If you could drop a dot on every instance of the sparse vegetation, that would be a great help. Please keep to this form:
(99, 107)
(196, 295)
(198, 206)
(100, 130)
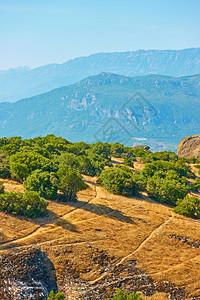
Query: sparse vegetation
(189, 207)
(119, 180)
(56, 296)
(52, 166)
(29, 205)
(122, 295)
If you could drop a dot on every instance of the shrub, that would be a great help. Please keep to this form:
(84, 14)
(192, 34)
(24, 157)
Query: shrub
(56, 296)
(29, 205)
(70, 182)
(42, 182)
(34, 206)
(167, 187)
(195, 186)
(4, 171)
(1, 187)
(189, 207)
(122, 295)
(128, 162)
(119, 180)
(69, 159)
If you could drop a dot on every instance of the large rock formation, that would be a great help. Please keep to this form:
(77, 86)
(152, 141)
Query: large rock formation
(26, 275)
(189, 147)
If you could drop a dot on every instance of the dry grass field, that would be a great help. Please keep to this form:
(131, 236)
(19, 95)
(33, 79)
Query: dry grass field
(104, 241)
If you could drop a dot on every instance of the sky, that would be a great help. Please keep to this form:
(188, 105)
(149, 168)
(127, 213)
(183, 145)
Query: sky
(39, 32)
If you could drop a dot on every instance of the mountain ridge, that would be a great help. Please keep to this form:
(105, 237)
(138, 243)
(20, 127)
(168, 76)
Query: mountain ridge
(163, 110)
(16, 84)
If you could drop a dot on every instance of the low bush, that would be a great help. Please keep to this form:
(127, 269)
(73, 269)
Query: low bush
(56, 296)
(29, 205)
(188, 207)
(122, 295)
(70, 182)
(195, 186)
(119, 180)
(1, 187)
(43, 182)
(128, 162)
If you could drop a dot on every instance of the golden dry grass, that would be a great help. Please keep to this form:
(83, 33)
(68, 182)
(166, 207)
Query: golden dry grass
(123, 228)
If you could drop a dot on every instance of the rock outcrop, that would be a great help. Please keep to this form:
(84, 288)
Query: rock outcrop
(189, 147)
(26, 275)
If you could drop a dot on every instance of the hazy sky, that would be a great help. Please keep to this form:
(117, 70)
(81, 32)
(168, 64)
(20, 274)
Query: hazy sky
(38, 32)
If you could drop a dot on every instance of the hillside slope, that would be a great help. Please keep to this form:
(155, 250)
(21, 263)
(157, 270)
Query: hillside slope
(99, 108)
(105, 241)
(24, 82)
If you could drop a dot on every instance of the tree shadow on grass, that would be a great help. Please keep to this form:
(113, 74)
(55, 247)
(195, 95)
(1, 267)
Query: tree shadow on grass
(103, 210)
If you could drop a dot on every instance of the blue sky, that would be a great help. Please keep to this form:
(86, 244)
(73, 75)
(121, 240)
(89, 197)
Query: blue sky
(38, 32)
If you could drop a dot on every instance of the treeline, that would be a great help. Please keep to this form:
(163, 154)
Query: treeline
(50, 167)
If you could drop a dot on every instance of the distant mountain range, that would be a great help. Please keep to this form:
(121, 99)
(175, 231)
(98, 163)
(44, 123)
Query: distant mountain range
(154, 110)
(25, 82)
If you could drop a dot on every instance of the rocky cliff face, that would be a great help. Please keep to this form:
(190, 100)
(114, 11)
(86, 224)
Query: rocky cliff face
(25, 275)
(189, 147)
(24, 82)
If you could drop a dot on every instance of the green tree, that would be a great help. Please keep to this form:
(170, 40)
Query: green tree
(118, 180)
(188, 207)
(1, 187)
(19, 171)
(195, 186)
(56, 296)
(167, 189)
(122, 295)
(43, 182)
(70, 182)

************

■ WHAT TO WORK ON:
Without the pictures, transcribe the listing above exactly.

■ EXPECTED OUTPUT:
If you could drop a dot on every instance of the sparse vegetation, that would be a great help. Please keep to this form:
(99, 107)
(196, 295)
(198, 206)
(100, 130)
Query: sparse vegetation
(189, 207)
(119, 180)
(56, 296)
(52, 166)
(29, 205)
(122, 295)
If you could drop a dot on every instance of the shrub, that would be a great help. Please keep to this form:
(84, 14)
(192, 34)
(24, 157)
Query: shrub
(56, 296)
(29, 205)
(70, 182)
(42, 182)
(34, 206)
(167, 187)
(195, 186)
(4, 171)
(1, 187)
(189, 207)
(122, 295)
(128, 162)
(119, 180)
(69, 159)
If you could drop a dot on every instance of the large rock formation, that would be a great help. Please keep to this form:
(77, 86)
(152, 141)
Query: large rock formation
(26, 275)
(189, 147)
If you could drop a dot on every instance of the dry grass field, that would be a great help. Please keep to this form:
(131, 236)
(19, 95)
(33, 79)
Query: dry grass field
(104, 241)
If you could drop a dot on every instance of the sky, that would be a great help. Please keep to this form:
(188, 105)
(149, 168)
(127, 213)
(183, 145)
Query: sky
(39, 32)
If you could drop a dot on every instance of the mountain ridge, that would be a great help. Please keep to this form:
(105, 237)
(138, 243)
(20, 127)
(168, 76)
Query: mountain ridge
(163, 110)
(16, 84)
If you could drop a dot on every instance of the low bush, that would be a great help. Please keep to this form:
(127, 269)
(73, 269)
Query: low bush
(56, 296)
(29, 205)
(188, 207)
(122, 295)
(70, 182)
(195, 186)
(119, 180)
(1, 187)
(43, 182)
(128, 162)
If you could drop a dot on every instance of the golden dry grass, that would be a great help. Please keep to this form:
(83, 33)
(68, 182)
(166, 207)
Query: golden dry grass
(123, 228)
If you could drop a dot on every instance of the rock outcrop, that would be a great help. Please keep to this form:
(84, 288)
Query: rock outcrop
(189, 147)
(26, 275)
If you could drop a dot on every instance of the hazy sky, that would be a great help. Please keep to this form:
(117, 70)
(81, 32)
(168, 64)
(20, 274)
Query: hazy sky
(38, 32)
If you could drop a dot on every instance of the hillside slope, that would be a great help. Please keep to this form:
(155, 250)
(21, 263)
(157, 270)
Query: hillside slope
(99, 108)
(105, 241)
(24, 82)
If you could drop a dot on every instance of the tree shadow on grass, that would be a great help. Please keep to this form:
(113, 74)
(55, 247)
(195, 95)
(1, 267)
Query: tree shadow on grass
(103, 210)
If you could drop a dot on every instance of the blue sky, that would be a great help. Please keep to this form:
(86, 244)
(73, 75)
(121, 240)
(89, 197)
Query: blue sky
(38, 32)
If you could drop a dot on every instance of the treeline, that would be a great help. Please keep to this form:
(163, 154)
Query: treeline
(50, 167)
If you could drop a dot on every instance of the distant mountain range, that would be a great help. Please keep to this form:
(121, 99)
(175, 231)
(98, 163)
(44, 123)
Query: distant mountain range
(154, 110)
(25, 82)
If you could drop a dot on every instance of the rocky cliff face, that would be a great help. Please keep to this form:
(190, 100)
(114, 11)
(86, 224)
Query: rocky cliff face
(25, 275)
(189, 147)
(24, 82)
If you could drop a dot on every instance of the green tree, that would be a great help. Please keep to this form:
(170, 40)
Query: green tree
(118, 180)
(188, 207)
(1, 187)
(19, 171)
(195, 186)
(56, 296)
(167, 189)
(122, 295)
(43, 182)
(70, 182)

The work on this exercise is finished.